*** Begin section ***
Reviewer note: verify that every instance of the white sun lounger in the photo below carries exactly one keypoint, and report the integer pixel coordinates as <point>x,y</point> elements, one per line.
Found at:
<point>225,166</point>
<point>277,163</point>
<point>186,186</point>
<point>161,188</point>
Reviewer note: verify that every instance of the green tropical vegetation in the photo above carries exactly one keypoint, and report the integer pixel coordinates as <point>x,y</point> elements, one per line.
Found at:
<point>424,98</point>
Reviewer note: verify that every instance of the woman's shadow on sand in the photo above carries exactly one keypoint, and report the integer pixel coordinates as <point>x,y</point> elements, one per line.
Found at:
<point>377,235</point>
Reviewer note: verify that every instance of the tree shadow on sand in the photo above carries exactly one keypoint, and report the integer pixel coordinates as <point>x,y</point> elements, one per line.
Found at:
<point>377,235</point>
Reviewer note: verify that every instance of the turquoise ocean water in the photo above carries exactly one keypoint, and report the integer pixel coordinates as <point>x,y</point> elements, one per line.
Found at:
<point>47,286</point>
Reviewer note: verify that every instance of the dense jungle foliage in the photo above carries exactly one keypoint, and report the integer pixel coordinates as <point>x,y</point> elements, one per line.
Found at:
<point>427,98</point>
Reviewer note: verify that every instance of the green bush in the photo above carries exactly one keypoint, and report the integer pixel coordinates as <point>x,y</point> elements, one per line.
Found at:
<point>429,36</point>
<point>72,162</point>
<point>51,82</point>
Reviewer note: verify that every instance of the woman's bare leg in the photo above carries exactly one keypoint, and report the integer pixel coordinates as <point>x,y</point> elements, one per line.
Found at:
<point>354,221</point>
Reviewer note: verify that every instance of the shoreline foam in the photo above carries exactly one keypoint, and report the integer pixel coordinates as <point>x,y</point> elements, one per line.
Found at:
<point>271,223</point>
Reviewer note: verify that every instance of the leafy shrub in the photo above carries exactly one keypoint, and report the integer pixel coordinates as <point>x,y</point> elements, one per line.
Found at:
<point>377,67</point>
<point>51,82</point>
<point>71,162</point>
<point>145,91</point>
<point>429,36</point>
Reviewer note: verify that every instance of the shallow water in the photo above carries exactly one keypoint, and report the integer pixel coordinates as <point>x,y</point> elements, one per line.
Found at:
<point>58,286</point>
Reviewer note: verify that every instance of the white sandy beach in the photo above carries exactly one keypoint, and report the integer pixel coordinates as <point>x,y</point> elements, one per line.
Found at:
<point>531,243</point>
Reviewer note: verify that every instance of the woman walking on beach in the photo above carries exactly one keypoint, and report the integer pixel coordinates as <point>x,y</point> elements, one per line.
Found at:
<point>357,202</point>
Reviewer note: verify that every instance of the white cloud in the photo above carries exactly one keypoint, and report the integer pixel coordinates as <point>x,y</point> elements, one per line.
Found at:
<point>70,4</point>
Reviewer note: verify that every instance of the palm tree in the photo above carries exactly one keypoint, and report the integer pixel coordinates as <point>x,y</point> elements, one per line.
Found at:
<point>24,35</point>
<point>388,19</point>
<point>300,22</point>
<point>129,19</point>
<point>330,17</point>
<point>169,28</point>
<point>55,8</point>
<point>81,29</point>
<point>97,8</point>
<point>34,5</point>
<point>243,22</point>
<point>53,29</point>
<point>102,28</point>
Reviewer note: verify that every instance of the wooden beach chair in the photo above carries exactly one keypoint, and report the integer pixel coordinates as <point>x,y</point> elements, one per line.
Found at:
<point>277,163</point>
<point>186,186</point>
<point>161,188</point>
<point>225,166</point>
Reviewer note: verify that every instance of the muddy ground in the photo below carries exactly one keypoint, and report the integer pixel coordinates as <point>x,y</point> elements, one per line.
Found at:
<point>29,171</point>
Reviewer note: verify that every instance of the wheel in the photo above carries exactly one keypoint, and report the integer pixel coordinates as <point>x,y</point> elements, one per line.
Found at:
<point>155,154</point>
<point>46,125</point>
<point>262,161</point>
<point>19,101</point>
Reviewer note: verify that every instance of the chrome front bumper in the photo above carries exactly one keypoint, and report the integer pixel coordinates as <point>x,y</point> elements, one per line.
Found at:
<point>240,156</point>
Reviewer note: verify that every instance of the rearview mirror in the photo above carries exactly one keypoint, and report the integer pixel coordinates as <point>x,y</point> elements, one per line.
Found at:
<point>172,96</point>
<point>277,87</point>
*** End section ***
Brief
Reproduce the entries so that each line reads exactly as it did before.

Reply
Reviewer note: verify that every instance of the white sun lounger in the photo below carries exactly one keypoint, and report the integer pixel coordinates as <point>x,y</point> elements, one per line.
Found at:
<point>225,166</point>
<point>277,163</point>
<point>186,186</point>
<point>161,188</point>
Reviewer note: verify that every instance of the green tropical vegetation in the photo above carries exactly one keypoint, and report the integer pixel coordinates as <point>x,y</point> elements, one per line.
Found at:
<point>424,98</point>
Reviewer note: verify that every instance of the woman's shadow on sand in the photo above carries exactly one keypoint, and report the integer pixel coordinates as <point>x,y</point> elements, one per line.
Found at:
<point>377,235</point>
Reviewer note: verify that every instance of the tree shadow on sand in the photo above carries exactly one keypoint, and report the integer pixel coordinates as <point>x,y</point> elements, one per line.
Found at:
<point>377,235</point>
Reviewer note: verify that every instance of the turquoise ocean water in the photo above carries exactly one keypoint, and report the integer pixel coordinates as <point>x,y</point> elements, one per line.
Found at:
<point>47,286</point>
Reviewer note: verify that every instance of the dense jungle foliage in the photo above carries exactly one keypoint, and report the integer pixel coordinates as <point>x,y</point> elements, one per line.
Found at:
<point>427,98</point>
Reviewer note: verify that every instance of the green bush in the photo above carries exactly one keypoint, and report the integer pixel coordinates as <point>x,y</point> elements, one per line.
Found at:
<point>429,36</point>
<point>72,162</point>
<point>51,82</point>
Reviewer note: verify that every instance of the woman's bare leg in the photo above carries exactly one keypoint, and report the integer pixel coordinates as <point>x,y</point> elements, one per line.
Found at:
<point>354,221</point>
Reviewer note: verify that every instance of the shoreline foam in the photo above carries exactly one keypoint, and report the integer pixel coordinates as <point>x,y</point> elements, one per line.
Found at:
<point>271,223</point>
Reviewer note: verify that every instance of the leafy shrub in the photo above carries exactly one keypoint, and report the integer pixel coordinates as <point>x,y</point> elements, one per line.
Found at:
<point>377,67</point>
<point>51,82</point>
<point>71,162</point>
<point>145,91</point>
<point>429,36</point>
Reviewer note: verify that every instance of the shallow water in the photo above carries exactly one keypoint, and report the integer pixel coordinates as <point>x,y</point> elements, one per line.
Found at:
<point>58,286</point>
Reviewer note: verify that every instance of the white sandy beach in the photo above carries exactly one keypoint, and report the integer pixel coordinates as <point>x,y</point> elements, one per line.
Found at:
<point>531,243</point>
Reviewer note: verify that every instance of the woman walking on beach in the photo above carries exactly one keypoint, and report the integer pixel coordinates as <point>x,y</point> elements, one per line.
Found at:
<point>357,202</point>
Reviewer note: verify that every instance of the white cloud in the photo above carries exactly one keypoint, and report the integer pixel coordinates as <point>x,y</point> elements, one per line.
Found at:
<point>70,4</point>
Reviewer note: verify that every instance of the palm tree in the photo above carries exactly one keypoint, and report the integer pixel coordinates as <point>x,y</point> elements, one per line.
Found at:
<point>24,35</point>
<point>388,19</point>
<point>300,22</point>
<point>129,19</point>
<point>330,17</point>
<point>169,28</point>
<point>55,8</point>
<point>81,29</point>
<point>97,8</point>
<point>34,5</point>
<point>243,22</point>
<point>53,29</point>
<point>102,28</point>
Reviewer note: verify that every instance of the wooden beach chair in the photo above carries exactly one keypoint, and report the integer pixel coordinates as <point>x,y</point> elements, one per line.
Found at:
<point>277,163</point>
<point>186,186</point>
<point>161,188</point>
<point>225,166</point>
Reviewer note: verify that every instance of the muddy ground in the photo below carries exactly one keypoint, and report the integer pixel coordinates as <point>x,y</point> elements, one per line.
Found at:
<point>29,171</point>
Reviewer note: verify that every instance of the wheel in the photo above carries exactly one keypoint, and report the integer pixel coordinates as <point>x,y</point> elements, one per line.
Found at:
<point>155,154</point>
<point>46,125</point>
<point>262,161</point>
<point>19,101</point>
Reviewer note: verify that every instance of the chrome front bumper in the photo above carries exactly one keypoint, and report the integer pixel coordinates as <point>x,y</point> elements, one per line.
Found at:
<point>240,156</point>
Reviewer note: verify that every instance of the rearview mirror in the photo above carries exactly one keypoint, and report the integer pixel coordinates as <point>x,y</point> elements, one per line.
Found at:
<point>172,96</point>
<point>277,87</point>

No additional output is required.